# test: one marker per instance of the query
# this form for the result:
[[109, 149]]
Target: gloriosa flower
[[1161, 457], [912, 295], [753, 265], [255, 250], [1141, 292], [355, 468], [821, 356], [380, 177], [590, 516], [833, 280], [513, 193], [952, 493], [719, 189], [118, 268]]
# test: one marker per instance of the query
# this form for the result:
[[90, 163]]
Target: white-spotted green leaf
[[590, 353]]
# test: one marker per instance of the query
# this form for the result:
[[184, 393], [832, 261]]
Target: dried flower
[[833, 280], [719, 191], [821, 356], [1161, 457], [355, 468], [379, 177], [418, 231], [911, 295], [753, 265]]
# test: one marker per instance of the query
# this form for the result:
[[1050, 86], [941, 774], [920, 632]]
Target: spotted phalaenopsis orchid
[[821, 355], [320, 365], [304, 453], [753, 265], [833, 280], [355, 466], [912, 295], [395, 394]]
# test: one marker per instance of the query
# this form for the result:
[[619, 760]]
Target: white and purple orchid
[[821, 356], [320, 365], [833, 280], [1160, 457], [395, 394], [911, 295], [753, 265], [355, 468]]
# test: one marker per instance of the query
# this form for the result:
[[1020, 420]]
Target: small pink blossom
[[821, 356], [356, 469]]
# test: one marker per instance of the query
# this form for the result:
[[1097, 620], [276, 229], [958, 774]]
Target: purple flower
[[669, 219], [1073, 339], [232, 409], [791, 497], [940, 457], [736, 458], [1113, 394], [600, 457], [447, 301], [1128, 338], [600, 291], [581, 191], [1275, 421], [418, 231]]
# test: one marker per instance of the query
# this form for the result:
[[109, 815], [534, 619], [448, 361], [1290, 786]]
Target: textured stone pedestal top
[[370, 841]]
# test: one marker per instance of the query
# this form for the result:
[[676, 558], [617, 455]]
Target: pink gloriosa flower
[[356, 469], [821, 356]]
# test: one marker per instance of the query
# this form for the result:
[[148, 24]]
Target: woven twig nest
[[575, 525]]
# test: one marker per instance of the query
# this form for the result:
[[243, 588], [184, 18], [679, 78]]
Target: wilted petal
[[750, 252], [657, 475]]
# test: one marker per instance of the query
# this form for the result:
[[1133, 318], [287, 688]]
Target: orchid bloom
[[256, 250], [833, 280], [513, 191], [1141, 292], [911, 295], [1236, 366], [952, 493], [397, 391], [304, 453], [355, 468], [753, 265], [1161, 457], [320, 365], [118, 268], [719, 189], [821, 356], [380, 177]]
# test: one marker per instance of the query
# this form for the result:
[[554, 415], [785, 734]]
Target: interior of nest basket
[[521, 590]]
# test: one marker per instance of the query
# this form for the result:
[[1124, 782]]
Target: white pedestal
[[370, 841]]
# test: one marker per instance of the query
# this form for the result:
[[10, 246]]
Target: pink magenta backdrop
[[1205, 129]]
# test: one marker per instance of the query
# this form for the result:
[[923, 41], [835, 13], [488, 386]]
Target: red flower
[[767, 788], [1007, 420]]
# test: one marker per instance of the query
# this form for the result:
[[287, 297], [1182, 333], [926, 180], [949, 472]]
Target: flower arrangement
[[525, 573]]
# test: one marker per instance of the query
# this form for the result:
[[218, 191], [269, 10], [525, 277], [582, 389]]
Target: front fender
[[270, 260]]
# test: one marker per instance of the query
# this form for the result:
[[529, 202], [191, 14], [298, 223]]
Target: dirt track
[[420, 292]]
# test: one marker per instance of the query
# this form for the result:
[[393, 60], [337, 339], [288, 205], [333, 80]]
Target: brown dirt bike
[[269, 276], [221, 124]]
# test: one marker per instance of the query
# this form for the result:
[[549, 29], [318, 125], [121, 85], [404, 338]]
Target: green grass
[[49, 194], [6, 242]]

================================

## Task statement
Transcribe every entry in the listing, word for word.

## Solution for this exercise
# test: one marker per instance of the query
# this form for the result:
[[109, 149]]
Target: gloriosa flower
[[1161, 457], [912, 295], [753, 265], [255, 250], [1141, 292], [355, 468], [821, 356], [380, 177], [590, 516], [833, 280], [513, 193], [952, 493], [719, 189], [118, 268]]
# test: one marker per instance of the query
# this form for the result:
[[90, 163]]
Target: white-spotted green leaf
[[590, 353]]
# test: one marker per instance of the query
# this form for the result:
[[184, 393], [832, 261]]
Target: dried flower
[[833, 280], [719, 191], [821, 356], [1161, 457], [355, 468], [379, 177], [418, 231], [911, 295], [753, 265]]
# test: one marker per instance of the query
# this form for the result:
[[1050, 86], [941, 774], [920, 632]]
Target: spotted phalaenopsis orchid
[[821, 355], [320, 365], [304, 453], [753, 265], [833, 280], [355, 466], [912, 295], [395, 394]]
# test: one marker per instance of the query
# this form for the result:
[[619, 760]]
Target: white and purple orchid
[[821, 356], [320, 365], [833, 280], [1160, 457], [395, 394], [911, 295], [753, 265], [355, 468]]
# test: one marker per instance of the query
# this form for the result:
[[1020, 420]]
Target: small pink blossom
[[821, 356], [356, 469]]
# test: one marker per instance of the query
# this form for the result:
[[1097, 620], [276, 229], [958, 774]]
Target: purple flower
[[669, 219], [1073, 339], [232, 409], [791, 497], [940, 457], [736, 458], [1113, 394], [600, 457], [447, 301], [1128, 338], [600, 291], [581, 191], [1275, 421], [418, 231]]
# test: one marker per instance of the query
# this form for the result:
[[109, 815], [534, 619], [448, 361], [1290, 786]]
Target: textured stone pedestal top
[[370, 841]]
# test: one marker per instance of the query
# this form for the result:
[[676, 558], [617, 455]]
Target: pink gloriosa flower
[[356, 469], [821, 356]]
# test: one marker per instance of the query
# this form for the result:
[[148, 24]]
Target: woven twig nest
[[575, 525]]
# test: one marker per instance of the query
# this form for the result:
[[243, 588], [184, 18], [679, 78]]
Target: wilted petal
[[750, 252], [657, 475]]
# test: one marker per instance of the query
# this form for the result:
[[1133, 318], [287, 688]]
Target: orchid bloom
[[256, 250], [833, 280], [513, 191], [1141, 292], [911, 295], [1236, 366], [952, 493], [397, 391], [304, 453], [355, 468], [753, 265], [1161, 457], [320, 365], [118, 268], [719, 189], [821, 356], [380, 177]]
# test: one marker per instance of the query
# this form for the result:
[[554, 415], [785, 734]]
Target: interior of nest basket
[[521, 590]]
# test: one marker per instance of the query
# this form for the result:
[[1124, 782]]
Target: white pedestal
[[370, 841]]
# test: one marker per instance of the query
# this form for the result:
[[10, 246]]
Target: pink magenta backdrop
[[1205, 129]]
# test: one marker per instance of the query
# this form for the result:
[[923, 41], [835, 13], [488, 386]]
Target: red flower
[[767, 788], [1007, 420]]
# test: one marker per instance of the query
# this form for the result:
[[287, 297], [1182, 333], [926, 180], [949, 472]]
Target: flower arrangement
[[525, 573]]
# test: one marker per instance of the query
# this form for the result:
[[218, 191], [269, 10], [525, 277], [582, 389]]
Target: front fender
[[270, 260]]
# test: one marker per instance of the query
# this form for the result:
[[529, 202], [191, 14], [298, 223]]
Target: dirt track
[[420, 292]]
# test: one marker per instance of the query
# this form for the result:
[[393, 60], [337, 339], [288, 205], [333, 80]]
Target: brown dirt bike
[[269, 276], [221, 124]]
# test: one marker per instance of the query
# this form for the result:
[[549, 29], [318, 125], [121, 85], [404, 338]]
Target: green grass
[[49, 194], [6, 242]]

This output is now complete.